Type out every line of the data again, exactly.

--- EXERCISE MATERIAL ---

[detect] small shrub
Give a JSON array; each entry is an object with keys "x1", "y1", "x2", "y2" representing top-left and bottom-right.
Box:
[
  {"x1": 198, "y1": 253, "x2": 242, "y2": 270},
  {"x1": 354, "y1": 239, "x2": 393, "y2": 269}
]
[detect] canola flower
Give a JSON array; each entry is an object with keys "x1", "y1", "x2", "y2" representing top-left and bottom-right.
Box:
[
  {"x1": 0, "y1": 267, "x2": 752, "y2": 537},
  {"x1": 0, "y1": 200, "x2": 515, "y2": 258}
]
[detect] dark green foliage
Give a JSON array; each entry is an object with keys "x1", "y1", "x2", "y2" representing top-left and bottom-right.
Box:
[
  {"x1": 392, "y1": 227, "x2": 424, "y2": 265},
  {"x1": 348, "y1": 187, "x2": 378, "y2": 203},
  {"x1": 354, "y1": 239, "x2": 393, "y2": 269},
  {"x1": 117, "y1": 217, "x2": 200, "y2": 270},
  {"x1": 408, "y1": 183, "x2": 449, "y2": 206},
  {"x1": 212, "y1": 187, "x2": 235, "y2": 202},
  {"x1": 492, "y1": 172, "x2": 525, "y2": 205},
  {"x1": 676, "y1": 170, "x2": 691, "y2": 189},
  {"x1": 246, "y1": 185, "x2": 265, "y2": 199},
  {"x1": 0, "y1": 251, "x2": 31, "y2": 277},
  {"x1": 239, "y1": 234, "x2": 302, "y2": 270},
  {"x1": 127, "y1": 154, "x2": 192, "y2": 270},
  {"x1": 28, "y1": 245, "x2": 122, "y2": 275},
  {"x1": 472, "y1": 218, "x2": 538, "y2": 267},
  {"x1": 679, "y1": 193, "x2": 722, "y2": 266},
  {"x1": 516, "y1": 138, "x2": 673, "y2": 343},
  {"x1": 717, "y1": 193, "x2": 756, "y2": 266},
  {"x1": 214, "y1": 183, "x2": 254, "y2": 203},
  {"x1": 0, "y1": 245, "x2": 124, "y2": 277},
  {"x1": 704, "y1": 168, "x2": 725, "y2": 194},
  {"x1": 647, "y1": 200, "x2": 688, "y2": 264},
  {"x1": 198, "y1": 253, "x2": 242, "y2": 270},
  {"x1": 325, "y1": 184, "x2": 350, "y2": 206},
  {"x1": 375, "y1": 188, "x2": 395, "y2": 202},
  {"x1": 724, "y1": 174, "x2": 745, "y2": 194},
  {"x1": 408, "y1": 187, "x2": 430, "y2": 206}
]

---

> WRITTEN RESPONSE:
[detect] small shrub
Give a JSON array; each entry is an object with keys "x1", "y1", "x2", "y2" representing top-left and bottom-right.
Box:
[
  {"x1": 198, "y1": 253, "x2": 242, "y2": 270},
  {"x1": 354, "y1": 239, "x2": 393, "y2": 269}
]
[detect] canola flower
Give a JSON array; each entry is an object with keys "x1", "y1", "x2", "y2" representing top-left and bottom-right.
Box:
[
  {"x1": 0, "y1": 267, "x2": 752, "y2": 537},
  {"x1": 0, "y1": 200, "x2": 515, "y2": 258}
]
[detect] dark green foliage
Give a JSON array; each entry is an object with keys "x1", "y1", "x2", "y2" representing top-left and bottom-right.
Box:
[
  {"x1": 392, "y1": 227, "x2": 424, "y2": 265},
  {"x1": 348, "y1": 187, "x2": 378, "y2": 203},
  {"x1": 354, "y1": 239, "x2": 393, "y2": 269},
  {"x1": 117, "y1": 217, "x2": 200, "y2": 270},
  {"x1": 408, "y1": 183, "x2": 449, "y2": 206},
  {"x1": 212, "y1": 187, "x2": 235, "y2": 202},
  {"x1": 492, "y1": 172, "x2": 525, "y2": 205},
  {"x1": 676, "y1": 170, "x2": 691, "y2": 189},
  {"x1": 246, "y1": 185, "x2": 265, "y2": 199},
  {"x1": 0, "y1": 251, "x2": 31, "y2": 277},
  {"x1": 239, "y1": 234, "x2": 302, "y2": 270},
  {"x1": 127, "y1": 154, "x2": 192, "y2": 270},
  {"x1": 28, "y1": 245, "x2": 122, "y2": 275},
  {"x1": 472, "y1": 218, "x2": 538, "y2": 267},
  {"x1": 679, "y1": 193, "x2": 722, "y2": 266},
  {"x1": 516, "y1": 138, "x2": 673, "y2": 343},
  {"x1": 717, "y1": 193, "x2": 756, "y2": 266},
  {"x1": 214, "y1": 183, "x2": 254, "y2": 203},
  {"x1": 0, "y1": 245, "x2": 124, "y2": 277},
  {"x1": 704, "y1": 168, "x2": 725, "y2": 194},
  {"x1": 647, "y1": 200, "x2": 688, "y2": 264},
  {"x1": 198, "y1": 253, "x2": 242, "y2": 270},
  {"x1": 325, "y1": 184, "x2": 350, "y2": 206},
  {"x1": 375, "y1": 188, "x2": 395, "y2": 202},
  {"x1": 724, "y1": 174, "x2": 745, "y2": 194},
  {"x1": 408, "y1": 187, "x2": 430, "y2": 206}
]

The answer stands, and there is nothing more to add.